## Requirement
Please reproduce part of the LitmusChaos update word for word, beginning at "LitmusChaos Releases 2.11.0" and stopping after "and the Litmusctl.".

## Given passage
++++++++++++++++++++

Project post by LitmusChaos maintainers
As promised, we are back with another edition of monthly updates from the LitmusChaos community. With the growth of Chaos Engineering community as well as the LitmusChaos community,we appreciate this massive participation and immense engagement and strive for the community prosper and contribute back to its development.
This article is written to share monthly updates with the community from July 2022
to update the community on the latest happenings and updates around the LitmusChaos project.
LitmusChaos is a dynamic open source chaos engineering platform that enables teams to identify weaknesses and potential outages in infrastructures by inducing chaos engineering tests/experiments in a controlled manner. LitmusChaos is driven by the principles of Cloud-Native innovation and gave rise to the principles of Cloud-Native Chaos Engineering. Chaos engineering verifies the resilience of business services and helps DevOps pipelines proactively build code that is more resilient against software and infrastructure faults.
The LitmusChaos project was started in late 2017 to provide simple chaos jobs in Kubernetes. It became a CNCF sandbox project in 2020 and was promoted as a CNCF incubating project in January 2022. Today, it has maintainers from 5 different organizations across cloud-native vendors, solution providers, and end-users.
The project is used in production by more than 30 organizations, including large end-users like Adidas, FIS, iFood, Cyren, Intuit, Lenskart, Orange, and more as well as technology organizations like Red Hat and VMware.
LitmusChaos Releases 2.11.0
LitmusChaos version 2.11.0 was released on the 16th of July with some great new updates to the core components, the chaos center, and the Litmusctl.
The community is excited about the addition of the rest of the “http” chaos experiments which were due.
The addition of the following http chaos experiments is a big boost to the already vibrant ChaosHub:
- pod-http-reset-peer: It simulates TCP reset (connection reset by peer error) into the pod which stops outgoing http requests by closing the connection and then reverts back to the original state after the specified duration
- pod-http-modify-status-code: It can modify the http response code for the http request.
- pod-http-modify-header: It can modify/add/remove http response or request headers.
- pod-http-modify-body: It can modify the complete body of the http response or request.
Check out the release notes for deeper details on the release:
Release Notes (2.11.0)
Core Component Updates –
- Introduce different new HTTP chaos experiments for Kubernetes targets, this will allow users to introduce the following faults:
- pod-http-response-code (modifies the status code of the response)
- pod-http-modify-body (modifies the body of the response)
- pod-http-header-modify (modify headers of incoming requests or the response from the service targetted)
- pod-http-peer-reset (stops outgoing http requests by resetting the TCP connection)
- To know more check out the experiment-docs.
- Upgrade the operator SDK version to 1.14.0 for chaos operator and code refactor for other litmus components to achieve compatibility.
- Adds support for non-default vpc for the AWS ELB az-down experiment. As earlier the experiment only targets the ELB(s) that are associated with default vpc, so this will also allow the user to target the ELB(s) that are not associated with default vpc.

++++++++++++++++++++

Some records:
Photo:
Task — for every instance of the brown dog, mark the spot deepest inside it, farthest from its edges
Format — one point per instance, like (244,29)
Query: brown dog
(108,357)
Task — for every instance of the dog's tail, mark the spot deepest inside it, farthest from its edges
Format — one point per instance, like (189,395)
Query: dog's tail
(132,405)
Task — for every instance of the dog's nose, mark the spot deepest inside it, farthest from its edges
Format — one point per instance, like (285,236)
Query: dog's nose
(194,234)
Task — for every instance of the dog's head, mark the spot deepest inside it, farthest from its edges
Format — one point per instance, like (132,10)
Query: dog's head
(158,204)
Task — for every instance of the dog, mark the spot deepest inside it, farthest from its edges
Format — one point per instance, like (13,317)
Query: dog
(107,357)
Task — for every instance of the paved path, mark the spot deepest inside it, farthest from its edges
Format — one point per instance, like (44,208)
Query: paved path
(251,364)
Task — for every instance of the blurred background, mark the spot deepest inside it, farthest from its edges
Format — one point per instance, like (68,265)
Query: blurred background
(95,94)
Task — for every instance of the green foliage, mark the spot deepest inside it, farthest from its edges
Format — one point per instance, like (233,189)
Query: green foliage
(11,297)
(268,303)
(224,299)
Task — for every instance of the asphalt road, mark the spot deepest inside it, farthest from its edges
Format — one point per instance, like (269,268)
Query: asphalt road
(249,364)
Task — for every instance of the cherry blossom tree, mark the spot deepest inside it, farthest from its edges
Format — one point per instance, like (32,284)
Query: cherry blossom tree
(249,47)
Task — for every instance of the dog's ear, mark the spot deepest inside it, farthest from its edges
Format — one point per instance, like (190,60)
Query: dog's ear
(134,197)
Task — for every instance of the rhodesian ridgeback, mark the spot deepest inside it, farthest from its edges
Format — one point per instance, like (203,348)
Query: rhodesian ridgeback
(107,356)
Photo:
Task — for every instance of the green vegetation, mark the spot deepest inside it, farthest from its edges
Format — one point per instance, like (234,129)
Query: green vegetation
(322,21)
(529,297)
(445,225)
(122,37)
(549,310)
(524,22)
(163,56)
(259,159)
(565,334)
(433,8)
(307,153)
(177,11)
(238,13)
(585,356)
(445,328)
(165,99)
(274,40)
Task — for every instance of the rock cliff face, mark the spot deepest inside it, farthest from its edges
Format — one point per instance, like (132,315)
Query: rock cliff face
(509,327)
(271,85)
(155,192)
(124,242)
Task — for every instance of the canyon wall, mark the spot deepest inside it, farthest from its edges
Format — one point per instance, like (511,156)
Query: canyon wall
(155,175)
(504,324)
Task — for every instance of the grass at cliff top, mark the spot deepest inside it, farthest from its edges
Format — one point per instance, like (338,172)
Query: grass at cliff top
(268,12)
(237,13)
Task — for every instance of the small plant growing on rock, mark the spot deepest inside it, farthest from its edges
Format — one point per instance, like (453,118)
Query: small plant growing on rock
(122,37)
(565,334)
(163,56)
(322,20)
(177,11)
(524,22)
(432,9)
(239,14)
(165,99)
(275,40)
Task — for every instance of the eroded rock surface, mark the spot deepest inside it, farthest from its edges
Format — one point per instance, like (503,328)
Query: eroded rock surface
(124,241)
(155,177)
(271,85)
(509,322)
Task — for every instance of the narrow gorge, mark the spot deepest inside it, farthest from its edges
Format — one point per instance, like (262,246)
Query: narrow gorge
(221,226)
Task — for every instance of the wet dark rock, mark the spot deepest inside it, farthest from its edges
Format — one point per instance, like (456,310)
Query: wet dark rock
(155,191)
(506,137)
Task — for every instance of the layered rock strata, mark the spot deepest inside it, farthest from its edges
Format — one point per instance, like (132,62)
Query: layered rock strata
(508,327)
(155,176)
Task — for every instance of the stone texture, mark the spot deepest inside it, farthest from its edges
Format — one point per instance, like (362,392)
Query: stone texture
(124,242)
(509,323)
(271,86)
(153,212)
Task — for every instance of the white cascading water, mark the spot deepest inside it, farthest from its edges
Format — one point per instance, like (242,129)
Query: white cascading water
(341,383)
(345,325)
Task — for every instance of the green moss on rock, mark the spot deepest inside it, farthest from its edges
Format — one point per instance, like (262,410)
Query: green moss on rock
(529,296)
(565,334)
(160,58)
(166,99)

++++++++++++++++++++

## Answer
LitmusChaos Releases 2.11.0
LitmusChaos version 2.11.0 was released on the 16th of July with some great new updates to the core components, the chaos center, and the Litmusctl.